- **Задание**
Скопируйте из приведенных ниже заметок о фантастике Владислава Крапивина фрагмент от слов «Но вот прошло» до слов «мастеров отечественной НФ.» включительно.

- **Предложенный текст**
(Заметки о фантастике
Владислава Крапивина)
Как-то незаметно минуло двадцать пять лет — подумать только, уже четверть века! — с тех пор, как в сборнике “Фантастика-63” увидел свет первый фантастический рассказ Владислава Крапивина “Я иду встречать брата”.
Первая половина шестидесятых… Издательство “Молодая гвардия” стало выпускать свои ежегодники “Фантастика”, в издательстве “Знание” начал выходить альманах “НФ”, в Ленинграде регулярно появляются объемистые тома “В мире фантастики и приключений”, только что родились серии “Библиотека советской фантастики” и “Зарубежная фантастика”, возник журнал “Искатель”. Одна за другой появляются повести братьев Стругацких, публикуются рассказы Ильи Варшавского и Дмитрия Биленкина, дебютируют Владимир Михайлов и Ольга Ларионова… Вот такое было время. И на этом фоне первый рассказ Крапивина показался традиционным, больше того — заурядным. В самом деле — уже успели приесться космонавты, возвращающиеся из своих звездных странствий спустя десятилетия, а то и столетия после старта. Уже насмотрелись читатели самых невероятных миров, планет черных солнц и голубых светил, навстречались с разумными и неразумными их обитателями. И высокогуманное общество всепланетного коммунизма, потрясшее наше воображение в “Туманности Андромеды” Ивана Ефремова, успело стать в читательском сознании едва ли не обыденным. Множество раз уже вспыхивали на страницах фантастики искусственные солнца, осуществляли земляне высокогуманные миссии в космосе, героически погибали космопроходцы, и потому еще один набор всех этих реалий, прямо скажем, не впечатлял.
Так что же? Забылся рассказ и раскопан лишь сейчас, к случаю? Нет! Запомнился. И непонятно — чем. То ли мягкой своей интонацией, то ли очень конкретной на человека, а не на массы направленной авторской добротой. Пожалуй, тогда на этот вопрос ответить было невозможно. Запомнился — и все тут.
Но вот прошло четверть века. Один крапивинский рассказ превратился за это время (даже если говорить лишь о фантастике, оставляя за бортом все остальное) в целую библиотеку. И стало ясно, что в том рассказе, как древо в горчичном зерне из известной притчи, было уже заложено все, что сделало сегодня Владислава Крапивина одним из наиболее ярких, своеобразных, оригинальных мастеров отечественной НФ.
Конечно же, возможности небольшой статьи даже в малой мере не позволяют обозреть все написанное Крапивиным — для этого нужна монография, книга, время для которой, наверно, уже пришло. Но даже если ограничиться разговором об одной лишь составляющей его творчества — фантастике, все равно невозможно рассмотреть всю последовательность повестей, образующих созданный писателем художественный мир. Но зато такая статья позволяет поговорить о принципах, на которых этот мир зиждется, о законах, им управляющих, наконец о том, как связан этот вымышленный мир с нашим.

- **Исходные данные**
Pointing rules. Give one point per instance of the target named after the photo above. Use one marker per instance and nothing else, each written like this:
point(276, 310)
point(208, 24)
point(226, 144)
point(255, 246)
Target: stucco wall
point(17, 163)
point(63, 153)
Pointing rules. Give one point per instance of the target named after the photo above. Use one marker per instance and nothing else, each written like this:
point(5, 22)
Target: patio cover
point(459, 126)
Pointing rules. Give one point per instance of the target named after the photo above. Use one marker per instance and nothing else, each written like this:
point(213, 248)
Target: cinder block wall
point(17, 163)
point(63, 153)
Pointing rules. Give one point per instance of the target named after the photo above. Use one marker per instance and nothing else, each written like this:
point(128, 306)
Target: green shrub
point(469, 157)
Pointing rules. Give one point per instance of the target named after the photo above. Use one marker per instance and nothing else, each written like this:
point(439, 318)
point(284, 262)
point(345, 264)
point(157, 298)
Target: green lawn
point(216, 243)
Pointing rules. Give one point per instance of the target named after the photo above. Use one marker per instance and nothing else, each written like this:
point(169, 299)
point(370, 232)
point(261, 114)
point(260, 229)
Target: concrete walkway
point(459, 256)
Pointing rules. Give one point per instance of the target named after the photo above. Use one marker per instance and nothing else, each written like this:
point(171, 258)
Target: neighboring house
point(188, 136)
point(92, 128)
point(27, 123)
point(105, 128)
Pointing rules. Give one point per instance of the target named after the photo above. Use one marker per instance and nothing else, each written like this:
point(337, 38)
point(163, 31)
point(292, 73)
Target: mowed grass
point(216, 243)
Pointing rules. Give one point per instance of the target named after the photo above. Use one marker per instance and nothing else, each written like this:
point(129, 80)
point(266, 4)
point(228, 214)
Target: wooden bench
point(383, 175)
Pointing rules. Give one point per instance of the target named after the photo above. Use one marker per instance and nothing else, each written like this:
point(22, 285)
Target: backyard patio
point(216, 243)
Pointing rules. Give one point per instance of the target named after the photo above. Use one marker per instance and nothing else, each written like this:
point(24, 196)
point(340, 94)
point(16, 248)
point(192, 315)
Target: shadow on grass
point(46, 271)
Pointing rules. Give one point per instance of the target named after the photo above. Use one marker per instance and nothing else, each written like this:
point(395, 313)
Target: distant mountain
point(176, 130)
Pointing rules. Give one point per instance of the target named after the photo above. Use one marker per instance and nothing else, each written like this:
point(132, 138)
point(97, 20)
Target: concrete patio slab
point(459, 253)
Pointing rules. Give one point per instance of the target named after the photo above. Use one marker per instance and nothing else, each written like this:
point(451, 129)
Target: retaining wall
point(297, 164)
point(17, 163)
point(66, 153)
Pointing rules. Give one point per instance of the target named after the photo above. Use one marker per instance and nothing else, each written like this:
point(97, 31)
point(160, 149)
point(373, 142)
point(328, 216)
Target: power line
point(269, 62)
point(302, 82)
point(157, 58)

---

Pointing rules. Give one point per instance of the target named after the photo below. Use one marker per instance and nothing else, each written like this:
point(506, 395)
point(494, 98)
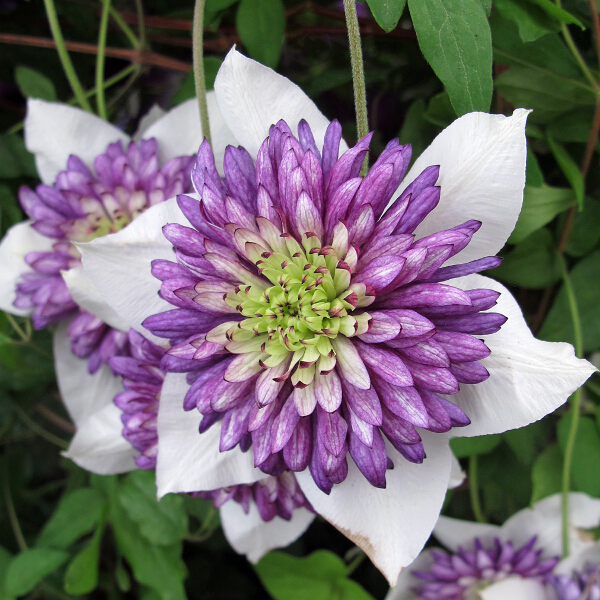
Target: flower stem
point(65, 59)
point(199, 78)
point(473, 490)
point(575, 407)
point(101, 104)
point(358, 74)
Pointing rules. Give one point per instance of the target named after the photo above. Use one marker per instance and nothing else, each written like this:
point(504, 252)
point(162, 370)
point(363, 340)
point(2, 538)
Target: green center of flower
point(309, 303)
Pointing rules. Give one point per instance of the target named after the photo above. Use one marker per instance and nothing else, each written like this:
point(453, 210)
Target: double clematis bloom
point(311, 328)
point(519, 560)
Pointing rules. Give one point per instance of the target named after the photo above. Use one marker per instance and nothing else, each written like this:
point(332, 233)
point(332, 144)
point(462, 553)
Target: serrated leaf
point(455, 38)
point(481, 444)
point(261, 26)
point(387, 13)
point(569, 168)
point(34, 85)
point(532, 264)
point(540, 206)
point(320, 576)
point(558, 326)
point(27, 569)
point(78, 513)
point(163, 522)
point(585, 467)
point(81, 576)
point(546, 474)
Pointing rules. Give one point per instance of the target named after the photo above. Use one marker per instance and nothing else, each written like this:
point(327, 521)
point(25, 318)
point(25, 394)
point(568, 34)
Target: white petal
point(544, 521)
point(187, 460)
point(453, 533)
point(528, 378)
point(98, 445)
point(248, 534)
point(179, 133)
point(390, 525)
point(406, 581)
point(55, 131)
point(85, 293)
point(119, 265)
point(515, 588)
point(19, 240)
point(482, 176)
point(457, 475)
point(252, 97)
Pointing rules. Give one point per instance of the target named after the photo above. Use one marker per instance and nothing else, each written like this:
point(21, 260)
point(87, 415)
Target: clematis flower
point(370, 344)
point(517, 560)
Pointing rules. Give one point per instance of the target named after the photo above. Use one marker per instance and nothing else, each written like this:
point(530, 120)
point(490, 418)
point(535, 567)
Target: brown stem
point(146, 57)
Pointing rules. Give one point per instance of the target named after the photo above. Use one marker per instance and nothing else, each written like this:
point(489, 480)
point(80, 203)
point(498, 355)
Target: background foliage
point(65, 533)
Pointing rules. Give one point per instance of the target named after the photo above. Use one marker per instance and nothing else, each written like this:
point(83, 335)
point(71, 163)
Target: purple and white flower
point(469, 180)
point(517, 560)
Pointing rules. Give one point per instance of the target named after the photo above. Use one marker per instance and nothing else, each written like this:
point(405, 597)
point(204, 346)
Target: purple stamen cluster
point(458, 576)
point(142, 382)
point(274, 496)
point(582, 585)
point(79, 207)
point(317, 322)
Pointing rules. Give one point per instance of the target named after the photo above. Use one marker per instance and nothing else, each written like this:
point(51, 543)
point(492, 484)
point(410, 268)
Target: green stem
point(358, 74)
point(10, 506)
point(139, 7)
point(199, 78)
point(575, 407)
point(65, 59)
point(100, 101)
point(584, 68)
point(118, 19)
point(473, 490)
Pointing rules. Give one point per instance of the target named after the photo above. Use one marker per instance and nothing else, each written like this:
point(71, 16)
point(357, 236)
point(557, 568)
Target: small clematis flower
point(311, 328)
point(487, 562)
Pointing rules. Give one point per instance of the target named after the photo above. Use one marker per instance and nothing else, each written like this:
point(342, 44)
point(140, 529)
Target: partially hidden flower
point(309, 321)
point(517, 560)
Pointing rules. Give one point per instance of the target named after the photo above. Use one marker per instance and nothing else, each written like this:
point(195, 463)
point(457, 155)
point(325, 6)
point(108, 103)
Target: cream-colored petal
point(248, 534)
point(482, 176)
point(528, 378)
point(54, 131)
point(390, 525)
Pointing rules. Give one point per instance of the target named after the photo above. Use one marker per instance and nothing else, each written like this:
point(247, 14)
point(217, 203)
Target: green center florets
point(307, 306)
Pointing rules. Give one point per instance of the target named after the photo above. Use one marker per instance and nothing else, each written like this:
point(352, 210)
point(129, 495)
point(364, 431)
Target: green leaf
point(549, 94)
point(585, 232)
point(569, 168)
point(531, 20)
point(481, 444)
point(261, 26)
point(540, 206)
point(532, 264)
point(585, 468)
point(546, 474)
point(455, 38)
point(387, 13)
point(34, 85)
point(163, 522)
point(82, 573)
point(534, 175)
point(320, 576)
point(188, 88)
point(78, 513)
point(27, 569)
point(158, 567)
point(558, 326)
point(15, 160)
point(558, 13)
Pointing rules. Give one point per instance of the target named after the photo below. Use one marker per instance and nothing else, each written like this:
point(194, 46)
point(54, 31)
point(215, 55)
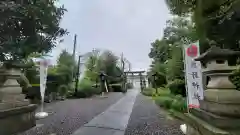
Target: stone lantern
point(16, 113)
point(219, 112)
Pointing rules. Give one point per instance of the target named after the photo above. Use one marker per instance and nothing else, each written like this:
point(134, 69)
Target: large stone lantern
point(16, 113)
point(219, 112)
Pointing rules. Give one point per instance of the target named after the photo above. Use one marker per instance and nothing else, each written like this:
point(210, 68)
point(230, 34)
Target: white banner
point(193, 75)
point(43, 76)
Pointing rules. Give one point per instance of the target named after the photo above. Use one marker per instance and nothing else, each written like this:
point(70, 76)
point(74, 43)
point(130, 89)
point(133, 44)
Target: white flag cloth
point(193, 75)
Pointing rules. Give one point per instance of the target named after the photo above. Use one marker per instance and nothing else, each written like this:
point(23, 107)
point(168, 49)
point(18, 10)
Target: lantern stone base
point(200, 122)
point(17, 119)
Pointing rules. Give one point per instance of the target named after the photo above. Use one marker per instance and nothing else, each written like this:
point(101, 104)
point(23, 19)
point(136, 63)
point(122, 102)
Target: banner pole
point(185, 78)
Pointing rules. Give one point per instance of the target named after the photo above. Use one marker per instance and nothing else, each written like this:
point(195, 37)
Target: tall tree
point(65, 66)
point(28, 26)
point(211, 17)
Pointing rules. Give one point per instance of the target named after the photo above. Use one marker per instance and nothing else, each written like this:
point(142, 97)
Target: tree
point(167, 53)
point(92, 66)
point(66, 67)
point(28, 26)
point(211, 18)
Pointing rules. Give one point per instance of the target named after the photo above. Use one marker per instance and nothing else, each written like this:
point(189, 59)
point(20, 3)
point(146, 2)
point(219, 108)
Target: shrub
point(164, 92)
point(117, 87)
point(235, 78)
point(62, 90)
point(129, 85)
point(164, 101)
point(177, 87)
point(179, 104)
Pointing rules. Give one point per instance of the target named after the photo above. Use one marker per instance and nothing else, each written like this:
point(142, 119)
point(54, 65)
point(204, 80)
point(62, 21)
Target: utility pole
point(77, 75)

- **Решение ниже**
Но вот прошло четверть века. Один крапивинский рассказ превратился за это время (даже если говорить лишь о фантастике, оставляя за бортом все остальное) в целую библиотеку. И стало ясно, что в том рассказе, как древо в горчичном зерне из известной притчи, было уже заложено все, что сделало сегодня Владислава Крапивина одним из наиболее ярких, своеобразных, оригинальных мастеров отечественной НФ.